### What to do
Provide the number of lines in the records that hold the string "splashing", without any other words.

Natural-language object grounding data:
◆ ◆ ◆
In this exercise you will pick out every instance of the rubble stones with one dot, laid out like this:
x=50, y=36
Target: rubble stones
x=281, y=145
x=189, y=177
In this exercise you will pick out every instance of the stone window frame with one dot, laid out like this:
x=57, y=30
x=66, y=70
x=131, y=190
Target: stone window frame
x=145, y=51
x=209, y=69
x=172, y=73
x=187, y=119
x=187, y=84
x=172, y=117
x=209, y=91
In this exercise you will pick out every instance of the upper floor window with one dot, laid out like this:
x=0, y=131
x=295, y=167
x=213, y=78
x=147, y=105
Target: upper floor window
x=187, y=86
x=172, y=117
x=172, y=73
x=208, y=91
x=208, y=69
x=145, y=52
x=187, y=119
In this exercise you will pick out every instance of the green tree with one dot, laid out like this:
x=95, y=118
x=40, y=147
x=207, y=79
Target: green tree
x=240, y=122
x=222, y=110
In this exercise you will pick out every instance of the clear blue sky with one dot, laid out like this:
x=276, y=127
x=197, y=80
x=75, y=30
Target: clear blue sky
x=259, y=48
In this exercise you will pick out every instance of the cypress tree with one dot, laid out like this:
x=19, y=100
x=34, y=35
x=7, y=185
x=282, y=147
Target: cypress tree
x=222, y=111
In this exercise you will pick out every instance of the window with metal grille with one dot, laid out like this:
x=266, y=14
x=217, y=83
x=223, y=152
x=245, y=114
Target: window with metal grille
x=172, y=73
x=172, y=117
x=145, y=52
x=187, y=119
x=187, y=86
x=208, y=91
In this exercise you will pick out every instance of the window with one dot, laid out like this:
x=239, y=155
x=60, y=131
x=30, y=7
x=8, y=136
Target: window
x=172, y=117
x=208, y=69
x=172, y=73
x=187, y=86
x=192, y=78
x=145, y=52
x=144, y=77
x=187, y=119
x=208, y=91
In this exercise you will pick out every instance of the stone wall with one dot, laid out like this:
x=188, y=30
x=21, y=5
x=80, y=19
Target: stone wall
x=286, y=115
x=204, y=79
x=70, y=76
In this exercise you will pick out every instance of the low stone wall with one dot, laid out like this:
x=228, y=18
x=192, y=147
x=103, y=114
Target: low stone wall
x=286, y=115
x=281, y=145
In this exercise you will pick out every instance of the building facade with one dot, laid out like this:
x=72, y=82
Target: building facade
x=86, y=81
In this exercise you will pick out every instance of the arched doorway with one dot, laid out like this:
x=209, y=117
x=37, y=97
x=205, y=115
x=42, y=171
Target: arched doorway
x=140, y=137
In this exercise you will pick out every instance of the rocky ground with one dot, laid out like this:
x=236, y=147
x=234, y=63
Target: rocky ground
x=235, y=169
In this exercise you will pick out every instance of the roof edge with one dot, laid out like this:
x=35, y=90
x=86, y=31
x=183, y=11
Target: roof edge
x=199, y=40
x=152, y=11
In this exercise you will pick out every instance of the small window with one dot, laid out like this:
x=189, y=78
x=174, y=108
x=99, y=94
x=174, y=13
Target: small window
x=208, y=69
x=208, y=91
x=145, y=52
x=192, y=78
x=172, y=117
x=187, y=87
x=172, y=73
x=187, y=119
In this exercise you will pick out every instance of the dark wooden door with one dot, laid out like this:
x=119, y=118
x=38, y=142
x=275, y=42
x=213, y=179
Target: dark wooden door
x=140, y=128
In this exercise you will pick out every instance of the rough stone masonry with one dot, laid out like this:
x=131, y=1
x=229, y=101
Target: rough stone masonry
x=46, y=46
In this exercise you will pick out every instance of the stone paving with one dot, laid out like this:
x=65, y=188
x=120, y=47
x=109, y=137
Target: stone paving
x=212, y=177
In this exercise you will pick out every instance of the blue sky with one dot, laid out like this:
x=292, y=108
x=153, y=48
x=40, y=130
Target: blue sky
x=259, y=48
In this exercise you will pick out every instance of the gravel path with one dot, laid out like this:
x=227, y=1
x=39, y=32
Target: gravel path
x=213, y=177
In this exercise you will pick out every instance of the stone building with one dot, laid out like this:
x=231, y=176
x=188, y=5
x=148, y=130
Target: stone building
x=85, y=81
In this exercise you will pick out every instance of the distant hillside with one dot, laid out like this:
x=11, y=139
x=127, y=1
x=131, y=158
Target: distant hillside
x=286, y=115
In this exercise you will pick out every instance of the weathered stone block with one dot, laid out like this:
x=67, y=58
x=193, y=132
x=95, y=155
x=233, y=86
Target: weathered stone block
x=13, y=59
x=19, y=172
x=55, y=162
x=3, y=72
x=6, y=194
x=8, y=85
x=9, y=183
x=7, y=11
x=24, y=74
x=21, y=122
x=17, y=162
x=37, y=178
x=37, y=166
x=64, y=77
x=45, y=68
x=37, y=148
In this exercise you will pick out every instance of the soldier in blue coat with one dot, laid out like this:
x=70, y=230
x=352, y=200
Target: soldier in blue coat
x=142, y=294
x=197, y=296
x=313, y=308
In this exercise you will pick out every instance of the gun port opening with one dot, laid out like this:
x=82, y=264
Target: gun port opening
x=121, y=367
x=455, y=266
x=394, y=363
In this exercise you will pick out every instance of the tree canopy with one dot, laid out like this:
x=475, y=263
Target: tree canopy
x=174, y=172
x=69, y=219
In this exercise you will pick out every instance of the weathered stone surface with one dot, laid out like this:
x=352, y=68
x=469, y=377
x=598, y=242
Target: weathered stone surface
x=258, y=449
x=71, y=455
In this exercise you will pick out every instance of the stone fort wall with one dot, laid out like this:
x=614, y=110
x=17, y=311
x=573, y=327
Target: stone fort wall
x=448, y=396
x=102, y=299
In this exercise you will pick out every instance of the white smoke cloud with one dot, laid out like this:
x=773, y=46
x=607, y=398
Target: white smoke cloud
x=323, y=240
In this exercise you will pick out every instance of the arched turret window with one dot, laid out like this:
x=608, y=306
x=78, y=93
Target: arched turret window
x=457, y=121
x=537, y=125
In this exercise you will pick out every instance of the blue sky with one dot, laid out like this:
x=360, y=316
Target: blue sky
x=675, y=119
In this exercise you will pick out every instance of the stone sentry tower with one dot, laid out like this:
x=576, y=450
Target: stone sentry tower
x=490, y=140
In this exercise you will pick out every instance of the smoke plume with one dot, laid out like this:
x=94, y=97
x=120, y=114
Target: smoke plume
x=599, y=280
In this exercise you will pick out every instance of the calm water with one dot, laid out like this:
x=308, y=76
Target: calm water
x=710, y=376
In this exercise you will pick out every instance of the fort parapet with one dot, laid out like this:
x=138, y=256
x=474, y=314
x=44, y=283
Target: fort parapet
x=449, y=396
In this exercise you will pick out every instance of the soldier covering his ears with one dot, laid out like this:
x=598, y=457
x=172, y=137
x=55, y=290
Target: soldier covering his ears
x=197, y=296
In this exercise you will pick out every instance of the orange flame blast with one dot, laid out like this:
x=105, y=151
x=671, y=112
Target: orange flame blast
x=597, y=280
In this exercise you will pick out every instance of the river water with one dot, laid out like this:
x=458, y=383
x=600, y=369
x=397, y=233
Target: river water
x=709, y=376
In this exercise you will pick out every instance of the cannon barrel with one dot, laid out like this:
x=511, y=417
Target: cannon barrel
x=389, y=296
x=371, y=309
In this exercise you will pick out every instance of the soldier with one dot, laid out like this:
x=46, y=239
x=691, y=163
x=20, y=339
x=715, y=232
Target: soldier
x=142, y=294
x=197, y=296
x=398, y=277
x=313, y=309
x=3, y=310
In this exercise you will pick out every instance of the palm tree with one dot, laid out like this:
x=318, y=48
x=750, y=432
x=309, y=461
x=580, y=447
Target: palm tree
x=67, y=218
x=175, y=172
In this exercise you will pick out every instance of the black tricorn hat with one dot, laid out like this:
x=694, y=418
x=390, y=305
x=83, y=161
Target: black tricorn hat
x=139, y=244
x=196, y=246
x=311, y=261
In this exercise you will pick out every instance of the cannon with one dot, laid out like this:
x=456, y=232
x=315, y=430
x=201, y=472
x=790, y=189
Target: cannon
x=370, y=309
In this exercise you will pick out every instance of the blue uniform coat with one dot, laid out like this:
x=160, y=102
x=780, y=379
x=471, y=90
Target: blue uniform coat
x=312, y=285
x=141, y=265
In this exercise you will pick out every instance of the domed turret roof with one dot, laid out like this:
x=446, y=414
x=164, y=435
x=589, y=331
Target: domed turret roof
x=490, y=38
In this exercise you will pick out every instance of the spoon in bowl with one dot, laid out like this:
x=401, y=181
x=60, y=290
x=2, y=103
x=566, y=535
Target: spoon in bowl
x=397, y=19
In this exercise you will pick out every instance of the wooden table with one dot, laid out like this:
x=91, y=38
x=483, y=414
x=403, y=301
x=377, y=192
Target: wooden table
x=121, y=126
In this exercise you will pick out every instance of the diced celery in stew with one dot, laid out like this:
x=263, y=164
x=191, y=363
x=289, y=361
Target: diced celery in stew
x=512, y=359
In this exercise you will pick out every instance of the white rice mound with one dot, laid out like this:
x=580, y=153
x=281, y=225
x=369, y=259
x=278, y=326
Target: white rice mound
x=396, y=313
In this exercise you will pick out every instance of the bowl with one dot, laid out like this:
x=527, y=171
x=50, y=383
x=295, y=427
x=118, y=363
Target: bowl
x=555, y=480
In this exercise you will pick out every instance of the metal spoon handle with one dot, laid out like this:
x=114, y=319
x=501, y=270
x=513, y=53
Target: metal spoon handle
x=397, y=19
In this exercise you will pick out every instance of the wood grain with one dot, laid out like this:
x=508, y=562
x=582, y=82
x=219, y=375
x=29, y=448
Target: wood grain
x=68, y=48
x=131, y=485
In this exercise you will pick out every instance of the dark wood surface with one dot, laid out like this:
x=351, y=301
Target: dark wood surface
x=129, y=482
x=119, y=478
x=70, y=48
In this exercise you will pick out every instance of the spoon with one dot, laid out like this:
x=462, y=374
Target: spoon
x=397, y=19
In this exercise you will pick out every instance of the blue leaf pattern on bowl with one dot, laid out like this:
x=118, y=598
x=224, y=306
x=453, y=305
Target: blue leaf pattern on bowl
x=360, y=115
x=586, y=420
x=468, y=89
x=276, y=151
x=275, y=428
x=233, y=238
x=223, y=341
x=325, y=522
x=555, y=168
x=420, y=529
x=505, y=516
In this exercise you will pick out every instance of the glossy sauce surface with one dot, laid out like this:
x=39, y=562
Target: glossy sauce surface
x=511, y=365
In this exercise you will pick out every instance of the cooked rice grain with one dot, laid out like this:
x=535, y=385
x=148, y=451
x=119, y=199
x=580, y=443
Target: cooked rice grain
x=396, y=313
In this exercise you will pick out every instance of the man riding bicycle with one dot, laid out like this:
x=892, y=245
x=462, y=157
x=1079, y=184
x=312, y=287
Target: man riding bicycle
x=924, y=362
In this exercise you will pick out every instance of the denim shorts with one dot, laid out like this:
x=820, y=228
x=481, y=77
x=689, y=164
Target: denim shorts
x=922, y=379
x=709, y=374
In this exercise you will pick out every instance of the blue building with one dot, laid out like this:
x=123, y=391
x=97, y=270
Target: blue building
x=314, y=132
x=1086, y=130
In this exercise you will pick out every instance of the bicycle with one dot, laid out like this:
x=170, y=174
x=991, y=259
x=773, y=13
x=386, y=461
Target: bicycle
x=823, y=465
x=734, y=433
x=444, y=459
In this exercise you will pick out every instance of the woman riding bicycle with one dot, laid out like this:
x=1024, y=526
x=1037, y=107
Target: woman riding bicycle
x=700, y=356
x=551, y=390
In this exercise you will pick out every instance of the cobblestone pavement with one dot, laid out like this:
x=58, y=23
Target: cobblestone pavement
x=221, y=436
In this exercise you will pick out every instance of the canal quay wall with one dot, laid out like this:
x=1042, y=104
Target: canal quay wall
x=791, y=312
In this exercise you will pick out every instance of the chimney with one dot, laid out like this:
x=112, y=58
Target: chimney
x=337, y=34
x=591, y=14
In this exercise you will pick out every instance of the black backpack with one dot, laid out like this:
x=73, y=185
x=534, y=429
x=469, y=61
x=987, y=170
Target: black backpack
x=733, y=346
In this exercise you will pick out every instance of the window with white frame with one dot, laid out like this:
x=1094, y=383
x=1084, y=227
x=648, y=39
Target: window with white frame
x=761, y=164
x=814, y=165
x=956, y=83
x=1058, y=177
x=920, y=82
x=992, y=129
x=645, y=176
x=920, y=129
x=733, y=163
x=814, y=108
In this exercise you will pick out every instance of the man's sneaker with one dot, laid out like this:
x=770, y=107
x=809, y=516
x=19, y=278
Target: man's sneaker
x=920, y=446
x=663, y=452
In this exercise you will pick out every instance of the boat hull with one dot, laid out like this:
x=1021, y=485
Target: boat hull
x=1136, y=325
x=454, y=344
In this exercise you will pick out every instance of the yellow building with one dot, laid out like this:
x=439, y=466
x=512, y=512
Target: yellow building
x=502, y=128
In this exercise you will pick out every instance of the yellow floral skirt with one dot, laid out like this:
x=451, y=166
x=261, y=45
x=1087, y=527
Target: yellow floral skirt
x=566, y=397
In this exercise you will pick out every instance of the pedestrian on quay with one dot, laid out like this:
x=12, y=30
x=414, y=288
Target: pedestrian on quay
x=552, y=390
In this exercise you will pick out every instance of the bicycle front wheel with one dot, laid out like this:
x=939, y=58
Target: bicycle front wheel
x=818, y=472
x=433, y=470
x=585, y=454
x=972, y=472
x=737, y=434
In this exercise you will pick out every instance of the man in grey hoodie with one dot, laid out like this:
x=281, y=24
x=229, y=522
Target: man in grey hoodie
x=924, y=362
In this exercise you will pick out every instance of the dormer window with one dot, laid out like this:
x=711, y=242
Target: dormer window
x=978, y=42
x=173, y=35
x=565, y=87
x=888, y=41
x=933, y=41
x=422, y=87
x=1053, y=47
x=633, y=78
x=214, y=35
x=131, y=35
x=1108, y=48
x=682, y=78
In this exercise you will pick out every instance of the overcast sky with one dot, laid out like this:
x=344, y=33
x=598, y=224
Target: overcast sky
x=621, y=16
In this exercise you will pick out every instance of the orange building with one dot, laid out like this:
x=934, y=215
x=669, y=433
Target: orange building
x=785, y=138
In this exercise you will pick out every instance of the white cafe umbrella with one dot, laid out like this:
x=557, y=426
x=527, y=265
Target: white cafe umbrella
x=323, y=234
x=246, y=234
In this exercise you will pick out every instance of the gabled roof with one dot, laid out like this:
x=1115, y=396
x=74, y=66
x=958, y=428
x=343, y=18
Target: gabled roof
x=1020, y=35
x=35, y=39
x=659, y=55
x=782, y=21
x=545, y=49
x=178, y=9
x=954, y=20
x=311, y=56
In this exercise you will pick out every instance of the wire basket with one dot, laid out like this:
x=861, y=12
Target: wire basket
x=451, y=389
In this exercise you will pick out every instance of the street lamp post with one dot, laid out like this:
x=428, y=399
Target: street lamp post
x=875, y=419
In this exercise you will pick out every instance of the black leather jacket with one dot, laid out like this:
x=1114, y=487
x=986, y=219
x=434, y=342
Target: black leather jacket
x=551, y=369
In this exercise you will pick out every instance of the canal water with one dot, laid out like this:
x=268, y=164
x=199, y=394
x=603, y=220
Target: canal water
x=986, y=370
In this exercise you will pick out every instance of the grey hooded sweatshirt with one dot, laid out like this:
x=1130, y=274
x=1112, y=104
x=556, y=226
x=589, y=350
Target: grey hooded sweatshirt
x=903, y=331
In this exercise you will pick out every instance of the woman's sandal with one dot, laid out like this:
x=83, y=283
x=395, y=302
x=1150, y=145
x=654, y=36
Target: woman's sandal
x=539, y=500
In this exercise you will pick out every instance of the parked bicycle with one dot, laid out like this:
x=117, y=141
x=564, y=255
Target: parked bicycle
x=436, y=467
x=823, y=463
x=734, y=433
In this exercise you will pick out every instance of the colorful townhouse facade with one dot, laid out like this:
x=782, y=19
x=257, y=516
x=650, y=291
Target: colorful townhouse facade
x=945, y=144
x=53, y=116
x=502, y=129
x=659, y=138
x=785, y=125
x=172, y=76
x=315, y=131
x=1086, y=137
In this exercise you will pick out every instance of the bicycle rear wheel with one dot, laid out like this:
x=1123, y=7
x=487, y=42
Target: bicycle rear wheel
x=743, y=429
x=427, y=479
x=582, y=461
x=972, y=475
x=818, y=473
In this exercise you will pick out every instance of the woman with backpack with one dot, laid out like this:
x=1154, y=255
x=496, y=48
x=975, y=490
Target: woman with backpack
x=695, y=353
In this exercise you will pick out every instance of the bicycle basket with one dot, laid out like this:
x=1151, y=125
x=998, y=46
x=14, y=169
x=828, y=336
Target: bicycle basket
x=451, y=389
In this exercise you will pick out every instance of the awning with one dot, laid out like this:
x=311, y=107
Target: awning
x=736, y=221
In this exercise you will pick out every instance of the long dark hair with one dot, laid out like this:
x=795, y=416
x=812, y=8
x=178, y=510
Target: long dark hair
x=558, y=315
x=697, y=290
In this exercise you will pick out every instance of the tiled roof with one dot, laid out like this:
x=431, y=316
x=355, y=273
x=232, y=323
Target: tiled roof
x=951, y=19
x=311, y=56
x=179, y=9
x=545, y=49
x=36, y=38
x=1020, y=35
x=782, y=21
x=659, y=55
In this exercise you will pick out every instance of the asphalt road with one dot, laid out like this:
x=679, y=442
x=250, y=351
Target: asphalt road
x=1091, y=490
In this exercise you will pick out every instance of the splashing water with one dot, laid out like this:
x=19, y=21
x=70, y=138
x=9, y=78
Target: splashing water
◆ ◆ ◆
### Solution to this problem
2